• **Page excerpt**:
+--

At the end of August, The HALO Trust hosted a group of U.S. Congressional staff members in the minefields of Angola to raise awareness about demining for humanitarian and conservation purposes.
This group of Senate and House staff observed HALO’s demining operations first-hand, touring minefields next to which families and children work, walk, and play. In addition to seeing demining operations funded by the U.S. Government, the group saw demonstrations of landmine removal work funded by the Government of Angola to support conservation initiatives.
In these areas, the removal of landmines will help facilitate park management, enable the return of elephants, and support a thriving eco-tourism industry in Angola.
During the visit, staff members safely destroyed several explosive items – ensuring these devices could never pose a threat to anyone ever again. Meghan Gallagher, from the House Foreign Affairs Committee, destroyed an anti-tank landmine found in a minefield in Cuito Cuanavale.
“It was a deeply moving experience to detonate a decades-old landmine and see first-hand the devastating and continued impact these mines have on civilian populations and their livelihoods.”
“Seeing minefields up close and in person, as well as the painstaking and meticulous work that goes into their removal, was a life changing experience. The work HALO is doing to remove landmines is essential to not only larger humanitarian efforts but also to bringing stability, peace and prosperity around the globe.”
HALO is grateful to have had the opportunity to highlight our work to U.S. Congressional staff as part of a joint HALO Trust and International Conservation Caucus Foundation-hosted staff delegation visit to the region.

+--

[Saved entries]
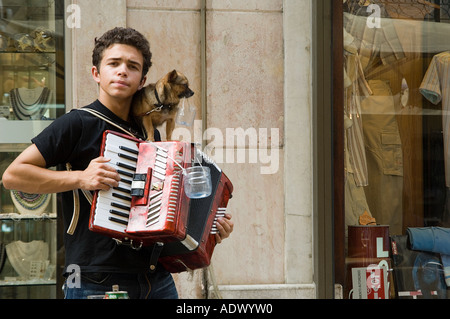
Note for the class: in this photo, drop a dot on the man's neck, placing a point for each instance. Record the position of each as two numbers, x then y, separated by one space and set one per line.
121 108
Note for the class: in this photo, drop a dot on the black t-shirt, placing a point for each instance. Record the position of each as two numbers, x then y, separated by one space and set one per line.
76 138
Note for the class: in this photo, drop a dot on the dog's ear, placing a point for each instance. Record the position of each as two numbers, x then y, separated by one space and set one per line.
160 89
173 76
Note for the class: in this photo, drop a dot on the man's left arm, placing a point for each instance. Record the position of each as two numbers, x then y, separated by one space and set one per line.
225 226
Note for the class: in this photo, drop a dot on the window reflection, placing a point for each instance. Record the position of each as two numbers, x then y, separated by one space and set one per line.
397 153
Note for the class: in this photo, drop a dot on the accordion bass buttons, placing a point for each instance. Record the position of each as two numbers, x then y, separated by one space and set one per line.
140 187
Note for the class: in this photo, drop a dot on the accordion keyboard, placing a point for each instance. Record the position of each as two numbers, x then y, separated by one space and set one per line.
113 206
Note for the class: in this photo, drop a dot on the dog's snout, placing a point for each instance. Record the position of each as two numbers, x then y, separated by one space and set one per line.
187 93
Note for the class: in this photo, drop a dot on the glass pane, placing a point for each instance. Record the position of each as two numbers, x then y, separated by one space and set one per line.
31 96
397 159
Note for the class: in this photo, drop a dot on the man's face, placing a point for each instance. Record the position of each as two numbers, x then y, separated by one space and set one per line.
120 74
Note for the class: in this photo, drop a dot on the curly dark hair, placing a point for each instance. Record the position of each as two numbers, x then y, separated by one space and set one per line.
127 36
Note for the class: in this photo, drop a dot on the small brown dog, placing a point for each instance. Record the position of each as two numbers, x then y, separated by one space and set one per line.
158 102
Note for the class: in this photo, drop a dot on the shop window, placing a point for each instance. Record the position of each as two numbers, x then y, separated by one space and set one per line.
31 96
396 84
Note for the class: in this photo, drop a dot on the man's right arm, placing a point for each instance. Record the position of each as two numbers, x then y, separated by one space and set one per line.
28 173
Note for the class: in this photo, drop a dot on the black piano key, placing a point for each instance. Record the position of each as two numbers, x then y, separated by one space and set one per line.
136 152
113 219
123 190
120 206
117 213
125 173
131 158
126 181
127 198
128 167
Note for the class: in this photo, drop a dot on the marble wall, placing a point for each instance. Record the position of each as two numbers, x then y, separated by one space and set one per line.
258 126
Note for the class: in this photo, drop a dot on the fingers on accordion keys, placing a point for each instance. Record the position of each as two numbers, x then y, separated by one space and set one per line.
219 214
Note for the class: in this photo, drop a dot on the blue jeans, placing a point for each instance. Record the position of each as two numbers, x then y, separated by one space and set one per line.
157 285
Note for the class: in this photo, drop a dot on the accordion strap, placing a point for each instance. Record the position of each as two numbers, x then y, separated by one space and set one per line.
87 194
106 119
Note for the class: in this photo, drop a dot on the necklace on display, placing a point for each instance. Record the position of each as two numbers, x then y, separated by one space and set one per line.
29 104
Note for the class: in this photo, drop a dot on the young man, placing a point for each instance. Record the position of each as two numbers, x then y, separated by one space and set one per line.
121 60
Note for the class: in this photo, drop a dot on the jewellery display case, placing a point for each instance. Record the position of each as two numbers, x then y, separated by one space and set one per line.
31 96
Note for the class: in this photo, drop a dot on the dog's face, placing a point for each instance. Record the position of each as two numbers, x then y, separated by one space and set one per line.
173 87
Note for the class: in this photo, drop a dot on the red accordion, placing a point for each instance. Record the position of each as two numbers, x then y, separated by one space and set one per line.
150 206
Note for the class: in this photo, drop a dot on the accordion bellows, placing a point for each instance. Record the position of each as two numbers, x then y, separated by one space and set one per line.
150 205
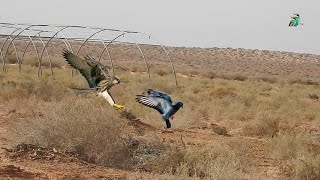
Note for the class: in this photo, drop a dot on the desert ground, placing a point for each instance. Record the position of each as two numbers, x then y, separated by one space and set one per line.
248 114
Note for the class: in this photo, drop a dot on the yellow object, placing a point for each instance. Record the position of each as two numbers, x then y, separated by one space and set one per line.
118 106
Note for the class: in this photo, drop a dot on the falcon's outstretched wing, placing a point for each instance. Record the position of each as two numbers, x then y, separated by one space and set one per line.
159 103
159 94
88 69
105 69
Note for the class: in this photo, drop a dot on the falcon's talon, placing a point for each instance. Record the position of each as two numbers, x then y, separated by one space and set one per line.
118 106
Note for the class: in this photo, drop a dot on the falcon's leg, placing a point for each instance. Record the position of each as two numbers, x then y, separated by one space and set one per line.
107 96
168 123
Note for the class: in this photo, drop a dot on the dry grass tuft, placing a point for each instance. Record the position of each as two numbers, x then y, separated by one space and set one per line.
79 127
313 96
219 129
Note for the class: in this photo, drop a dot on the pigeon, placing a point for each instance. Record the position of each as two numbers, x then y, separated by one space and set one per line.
162 103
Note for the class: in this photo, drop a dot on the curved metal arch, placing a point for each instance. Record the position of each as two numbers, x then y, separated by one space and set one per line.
58 31
22 30
31 41
145 61
1 50
46 25
167 54
38 57
47 52
141 52
101 40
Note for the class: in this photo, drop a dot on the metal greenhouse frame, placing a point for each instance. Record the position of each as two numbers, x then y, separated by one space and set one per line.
31 33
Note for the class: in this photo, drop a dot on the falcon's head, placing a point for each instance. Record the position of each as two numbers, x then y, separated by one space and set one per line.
115 80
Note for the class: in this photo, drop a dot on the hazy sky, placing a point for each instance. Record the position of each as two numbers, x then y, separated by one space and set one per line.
254 24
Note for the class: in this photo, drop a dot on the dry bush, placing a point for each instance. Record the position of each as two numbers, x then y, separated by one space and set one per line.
219 129
303 81
313 96
237 77
306 167
209 162
80 127
222 92
270 80
299 159
127 114
161 72
267 124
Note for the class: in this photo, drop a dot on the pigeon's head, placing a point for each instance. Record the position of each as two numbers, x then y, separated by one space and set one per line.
179 105
296 14
115 80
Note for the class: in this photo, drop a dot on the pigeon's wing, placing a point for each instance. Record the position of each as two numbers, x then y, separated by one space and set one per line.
86 68
159 103
105 69
160 94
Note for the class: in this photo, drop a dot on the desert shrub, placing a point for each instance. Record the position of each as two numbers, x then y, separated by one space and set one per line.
303 81
313 96
299 160
207 162
222 92
306 167
161 72
267 125
127 114
310 116
287 145
219 129
237 77
211 75
80 127
268 79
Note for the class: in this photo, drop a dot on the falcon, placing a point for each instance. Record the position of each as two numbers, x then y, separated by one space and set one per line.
161 102
96 74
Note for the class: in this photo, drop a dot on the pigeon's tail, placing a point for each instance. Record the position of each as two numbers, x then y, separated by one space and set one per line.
83 90
168 123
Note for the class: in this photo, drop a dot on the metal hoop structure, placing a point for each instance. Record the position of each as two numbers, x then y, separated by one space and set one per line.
56 33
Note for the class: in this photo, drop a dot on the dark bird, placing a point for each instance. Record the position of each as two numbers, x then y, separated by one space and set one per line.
96 74
161 102
295 20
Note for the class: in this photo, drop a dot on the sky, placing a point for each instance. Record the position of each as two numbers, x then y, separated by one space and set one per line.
250 24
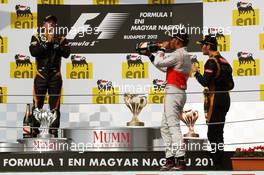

+--

• **Apply what you read**:
1. Reproduce the stretch of the demining article from "During the visit, staff" through "in Cuito Cuanavale.".
2. According to the demining article, where was the anti-tank landmine that Meghan Gallagher destroyed found?
3. List each outcome that the demining article says the removal of landmines in the conservation areas will help bring about.

• **Answer list**:
1.
During the visit, staff members safely destroyed several explosive items – ensuring these devices could never pose a threat to anyone ever again. Meghan Gallagher, from the House Foreign Affairs Committee, destroyed an anti-tank landmine found in a minefield in Cuito Cuanavale.

2. In a minefield in Cuito Cuanavale.

3. Facilitating park management; enabling the return of elephants; supporting a thriving eco-tourism industry in Angola